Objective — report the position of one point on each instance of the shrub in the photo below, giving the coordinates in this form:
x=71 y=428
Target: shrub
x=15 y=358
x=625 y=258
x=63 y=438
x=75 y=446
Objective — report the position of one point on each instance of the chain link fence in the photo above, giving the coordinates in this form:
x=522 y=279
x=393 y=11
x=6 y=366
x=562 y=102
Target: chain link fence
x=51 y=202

════════

# [TASK REQUIREMENTS]
Copy every line of the data above, requests included, and shift each answer's coordinates by adding 129 to both the x and y values. Leave the requests and their sample coordinates unchanged.

# [OUTPUT]
Objective — report the position of one point on each instance of the shrub in the photo below, giving the coordinates in this form:
x=71 y=428
Target: shrub
x=144 y=487
x=754 y=387
x=192 y=567
x=204 y=575
Objective — report the position of one point on each instance of the chain link fence in the photo above, giving the coordinates in this form:
x=522 y=279
x=393 y=11
x=6 y=366
x=562 y=102
Target: chain link fence
x=180 y=331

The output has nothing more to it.